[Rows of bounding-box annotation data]
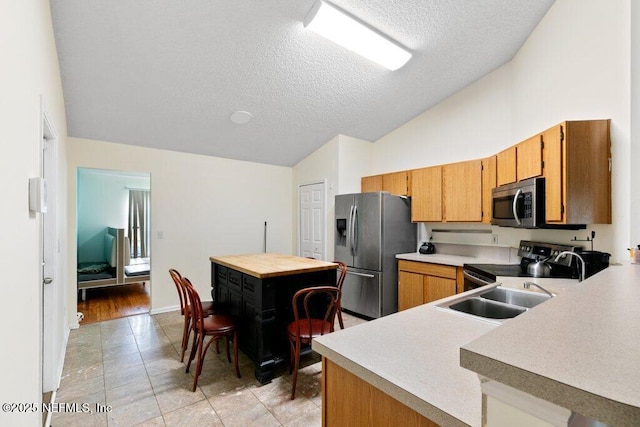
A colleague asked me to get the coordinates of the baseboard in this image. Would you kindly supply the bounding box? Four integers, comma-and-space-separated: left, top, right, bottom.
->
149, 305, 180, 315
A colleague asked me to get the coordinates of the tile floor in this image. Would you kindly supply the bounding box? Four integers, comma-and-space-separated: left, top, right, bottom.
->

◆ Direction:
Convert all of the entries above into a numbered list with one line per item. Skip any blank lines and leave the pictures out of your answer.

◆ Correct result:
1. A colleague asked me to get the coordinates of the baseboard in this image. Would you kindly supply the bounding box? Four integers, comma-and-space-separated: left, top, right, bottom.
2. ->
3. 149, 305, 180, 315
4. A colleague asked me to get the coordinates of the tile floor in this image. Would you kindly supply the bounding box? Four integers, comma-and-space-separated: left, top, right, bottom.
5. ->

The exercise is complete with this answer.